* _DESCRIPTION OF THE TASK_
Collect every line below that contains the string "citrus", and copy each one unchanged.
════════════════════
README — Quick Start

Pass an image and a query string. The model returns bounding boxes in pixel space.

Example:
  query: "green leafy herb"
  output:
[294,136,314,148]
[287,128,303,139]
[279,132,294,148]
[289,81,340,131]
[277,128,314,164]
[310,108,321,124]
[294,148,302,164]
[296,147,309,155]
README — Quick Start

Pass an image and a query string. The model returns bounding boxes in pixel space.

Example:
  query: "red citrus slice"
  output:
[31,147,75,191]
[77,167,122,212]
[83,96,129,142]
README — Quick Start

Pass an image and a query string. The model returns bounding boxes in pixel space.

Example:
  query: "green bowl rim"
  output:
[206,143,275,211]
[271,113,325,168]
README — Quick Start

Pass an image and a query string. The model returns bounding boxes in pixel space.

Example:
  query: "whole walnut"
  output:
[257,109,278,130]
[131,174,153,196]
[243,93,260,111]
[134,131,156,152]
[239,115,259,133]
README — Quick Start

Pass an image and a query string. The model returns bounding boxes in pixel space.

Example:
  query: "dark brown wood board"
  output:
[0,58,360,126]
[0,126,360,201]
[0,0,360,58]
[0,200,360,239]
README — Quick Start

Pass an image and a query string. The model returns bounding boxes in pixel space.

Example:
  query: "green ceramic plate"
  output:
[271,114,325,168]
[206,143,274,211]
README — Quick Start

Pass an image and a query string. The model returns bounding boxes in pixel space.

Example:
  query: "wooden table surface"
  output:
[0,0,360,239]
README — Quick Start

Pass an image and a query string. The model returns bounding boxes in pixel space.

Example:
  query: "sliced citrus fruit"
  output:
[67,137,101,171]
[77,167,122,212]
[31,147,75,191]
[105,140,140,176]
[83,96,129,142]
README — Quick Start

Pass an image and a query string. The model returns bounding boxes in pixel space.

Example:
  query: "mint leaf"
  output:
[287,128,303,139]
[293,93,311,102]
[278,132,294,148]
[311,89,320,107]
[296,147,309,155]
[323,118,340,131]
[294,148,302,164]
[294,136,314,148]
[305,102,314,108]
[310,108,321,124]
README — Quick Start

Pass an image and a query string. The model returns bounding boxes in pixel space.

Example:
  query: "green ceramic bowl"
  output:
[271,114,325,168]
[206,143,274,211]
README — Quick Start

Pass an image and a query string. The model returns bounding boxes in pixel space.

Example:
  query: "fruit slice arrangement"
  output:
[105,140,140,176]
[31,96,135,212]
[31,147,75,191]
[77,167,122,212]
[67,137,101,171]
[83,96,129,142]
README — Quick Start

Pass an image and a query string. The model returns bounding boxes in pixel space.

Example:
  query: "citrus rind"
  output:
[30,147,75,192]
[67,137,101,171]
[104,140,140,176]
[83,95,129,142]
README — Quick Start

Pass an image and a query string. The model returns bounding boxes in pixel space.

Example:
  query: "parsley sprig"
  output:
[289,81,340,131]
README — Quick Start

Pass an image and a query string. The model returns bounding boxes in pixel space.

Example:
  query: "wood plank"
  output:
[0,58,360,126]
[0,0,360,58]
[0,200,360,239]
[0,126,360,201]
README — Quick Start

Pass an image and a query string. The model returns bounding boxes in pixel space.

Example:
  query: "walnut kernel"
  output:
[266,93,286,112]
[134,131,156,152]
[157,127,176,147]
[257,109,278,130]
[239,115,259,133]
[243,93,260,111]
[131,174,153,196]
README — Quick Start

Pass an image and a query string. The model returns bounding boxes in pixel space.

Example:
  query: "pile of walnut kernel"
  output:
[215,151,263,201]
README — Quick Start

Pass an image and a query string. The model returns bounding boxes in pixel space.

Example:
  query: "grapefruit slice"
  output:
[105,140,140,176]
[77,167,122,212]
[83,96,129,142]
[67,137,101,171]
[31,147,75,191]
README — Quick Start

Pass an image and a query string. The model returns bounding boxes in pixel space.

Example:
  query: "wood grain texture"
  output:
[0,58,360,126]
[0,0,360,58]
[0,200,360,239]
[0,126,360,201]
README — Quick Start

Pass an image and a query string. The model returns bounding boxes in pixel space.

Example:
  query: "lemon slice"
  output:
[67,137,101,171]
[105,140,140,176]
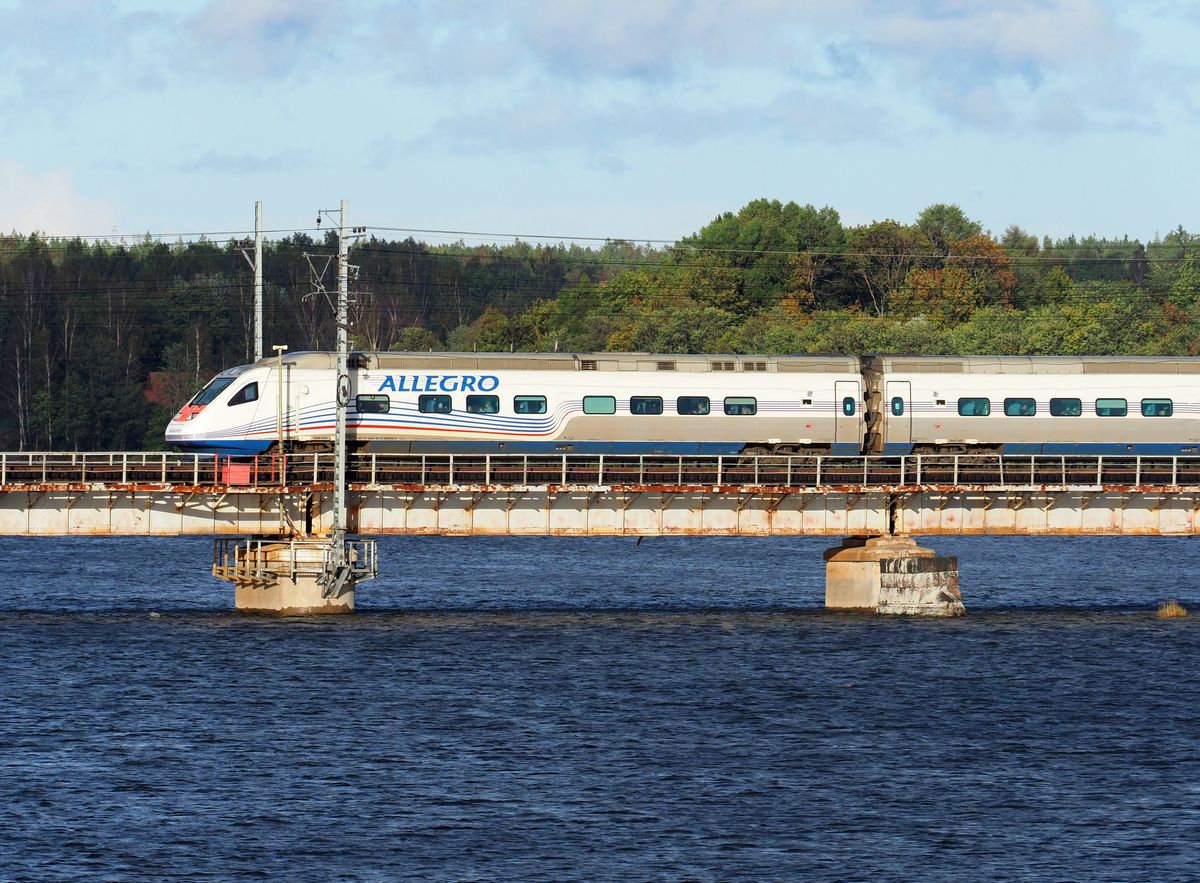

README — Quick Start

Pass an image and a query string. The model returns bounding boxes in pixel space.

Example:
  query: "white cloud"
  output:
[0,160,116,236]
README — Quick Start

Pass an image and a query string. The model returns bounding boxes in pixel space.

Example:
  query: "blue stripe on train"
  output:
[366,439,743,456]
[172,438,271,457]
[883,442,1200,457]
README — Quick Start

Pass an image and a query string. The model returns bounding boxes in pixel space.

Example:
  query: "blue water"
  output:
[0,537,1200,881]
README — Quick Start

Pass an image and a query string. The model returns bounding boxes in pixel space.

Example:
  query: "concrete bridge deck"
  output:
[0,452,1200,536]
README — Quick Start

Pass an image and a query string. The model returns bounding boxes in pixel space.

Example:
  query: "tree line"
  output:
[0,199,1200,450]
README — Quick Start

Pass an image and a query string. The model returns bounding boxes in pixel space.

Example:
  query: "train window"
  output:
[467,396,500,414]
[512,396,546,414]
[229,383,258,404]
[676,396,712,416]
[354,396,391,414]
[1050,398,1084,418]
[583,396,617,414]
[416,396,450,414]
[1141,398,1175,418]
[725,396,758,418]
[188,377,233,404]
[959,398,991,418]
[1004,398,1038,418]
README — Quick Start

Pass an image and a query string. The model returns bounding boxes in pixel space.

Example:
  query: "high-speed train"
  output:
[166,353,1200,455]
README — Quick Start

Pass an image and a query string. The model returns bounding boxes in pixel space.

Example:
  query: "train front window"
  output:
[188,377,233,404]
[416,396,450,414]
[229,383,258,404]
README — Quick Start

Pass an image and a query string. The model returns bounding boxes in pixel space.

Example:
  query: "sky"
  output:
[0,0,1200,242]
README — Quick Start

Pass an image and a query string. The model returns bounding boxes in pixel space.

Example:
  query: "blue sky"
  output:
[0,0,1200,247]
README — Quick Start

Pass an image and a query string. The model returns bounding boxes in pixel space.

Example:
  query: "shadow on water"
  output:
[0,536,1200,615]
[0,537,1200,881]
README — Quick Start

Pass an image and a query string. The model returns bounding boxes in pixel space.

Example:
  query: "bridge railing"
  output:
[0,451,1200,488]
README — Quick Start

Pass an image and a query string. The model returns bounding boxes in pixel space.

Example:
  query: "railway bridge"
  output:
[0,452,1200,614]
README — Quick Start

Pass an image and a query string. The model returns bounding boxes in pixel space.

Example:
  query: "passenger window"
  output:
[1004,398,1038,418]
[467,396,500,414]
[512,396,546,414]
[1050,398,1084,418]
[229,383,258,404]
[629,396,662,414]
[959,398,991,418]
[725,396,758,418]
[354,396,391,414]
[416,396,450,414]
[676,396,713,416]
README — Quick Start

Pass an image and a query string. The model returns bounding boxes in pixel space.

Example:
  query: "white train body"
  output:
[166,353,1200,455]
[864,355,1200,455]
[166,353,864,453]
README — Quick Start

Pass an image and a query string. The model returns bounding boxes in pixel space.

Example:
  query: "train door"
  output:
[833,380,863,455]
[883,380,912,453]
[258,362,295,444]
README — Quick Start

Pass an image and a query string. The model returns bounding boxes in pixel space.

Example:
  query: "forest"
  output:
[0,199,1200,451]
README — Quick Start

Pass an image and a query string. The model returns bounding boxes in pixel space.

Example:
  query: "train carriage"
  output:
[166,353,865,455]
[864,355,1200,455]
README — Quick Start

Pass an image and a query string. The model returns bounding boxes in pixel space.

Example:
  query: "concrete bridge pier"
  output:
[212,537,378,617]
[824,534,966,617]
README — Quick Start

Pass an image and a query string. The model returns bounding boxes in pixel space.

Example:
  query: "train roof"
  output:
[870,355,1200,374]
[267,352,859,373]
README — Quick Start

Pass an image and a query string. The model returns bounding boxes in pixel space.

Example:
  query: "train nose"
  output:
[170,404,204,424]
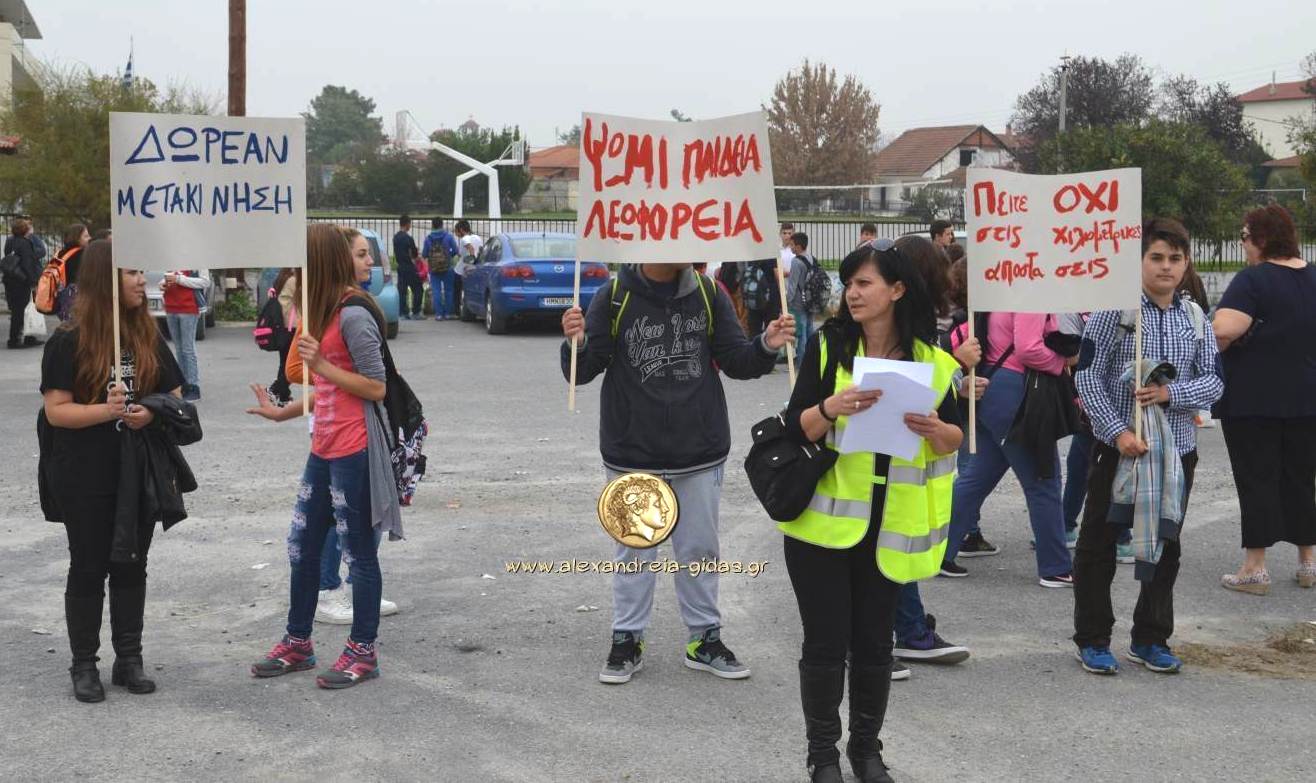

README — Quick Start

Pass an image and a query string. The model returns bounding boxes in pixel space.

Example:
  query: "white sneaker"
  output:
════════════════════
* _FULL OUTPUT_
  query: "red citrus slice"
  query: "sliced citrus fruit"
  query: "citrus rind"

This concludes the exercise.